**What to do**
Reproduce every item below word for word, leaving out the pictures.
BEGIN Task material
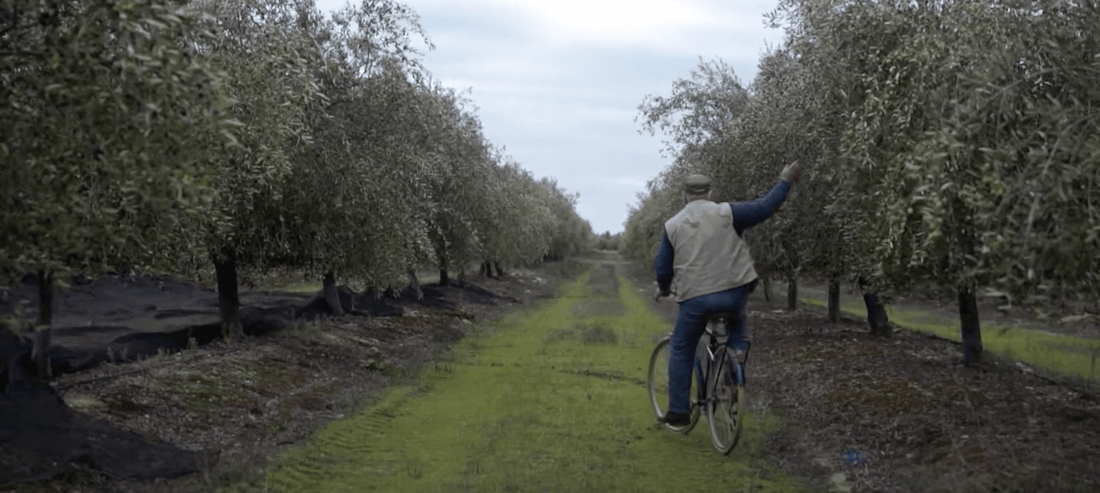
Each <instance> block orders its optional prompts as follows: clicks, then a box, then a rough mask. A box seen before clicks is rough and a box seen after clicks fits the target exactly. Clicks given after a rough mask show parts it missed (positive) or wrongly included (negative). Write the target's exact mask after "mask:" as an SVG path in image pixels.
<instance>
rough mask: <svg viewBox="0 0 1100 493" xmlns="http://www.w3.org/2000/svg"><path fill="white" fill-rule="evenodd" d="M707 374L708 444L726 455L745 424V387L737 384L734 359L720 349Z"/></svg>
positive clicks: (731, 355) (727, 351) (736, 440)
mask: <svg viewBox="0 0 1100 493" xmlns="http://www.w3.org/2000/svg"><path fill="white" fill-rule="evenodd" d="M714 365H715V366H717V368H715V369H714V370H715V371H712V372H709V374H708V376H709V377H708V381H707V390H708V391H709V393H708V394H709V397H711V398H708V399H707V401H706V420H707V423H708V424H709V427H711V441H712V442H713V443H714V448H716V449H718V451H719V452H722V453H727V454H728V453H729V452H730V451H731V450H734V447H736V446H737V441H738V440H740V438H741V428H744V421H745V414H746V409H745V385H738V384H737V382H738V379H737V370H738V369H737V366H736V365H737V360H736V359H734V355H733V353H731V352H730V351H727V350H726V349H725V348H723V349H722V350H720V351H719V354H718V358H715V362H714Z"/></svg>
END Task material
**Response**
Each <instance> block orders its optional prompts as follows: clicks, then a box, then a rough mask. A box seen before clicks is rough and a box seen after clicks fits the target exactly. Clicks given after a rough mask show parts it missed (positive) or wrongly included (negative). Write the target's exact mask after "mask:" as an SVG path in image pixels.
<instance>
rough mask: <svg viewBox="0 0 1100 493" xmlns="http://www.w3.org/2000/svg"><path fill="white" fill-rule="evenodd" d="M707 374L708 444L726 455L745 424V387L737 384L734 359L720 349Z"/></svg>
positive clicks: (731, 355) (727, 351) (736, 440)
mask: <svg viewBox="0 0 1100 493" xmlns="http://www.w3.org/2000/svg"><path fill="white" fill-rule="evenodd" d="M714 365H715V366H717V368H715V369H714V370H715V371H712V372H709V374H708V376H709V377H708V381H707V390H708V391H709V393H708V394H709V397H711V398H708V399H707V401H706V420H707V423H708V424H709V427H711V441H712V442H713V443H714V448H716V449H718V451H719V452H722V453H727V454H728V453H729V452H730V451H731V450H734V447H736V446H737V441H738V440H740V438H741V428H744V421H745V414H746V409H745V385H738V384H737V382H738V379H737V370H738V369H737V366H736V365H737V360H736V359H734V355H733V353H731V352H730V351H727V350H726V349H725V348H723V349H722V350H720V351H719V354H718V358H715V362H714Z"/></svg>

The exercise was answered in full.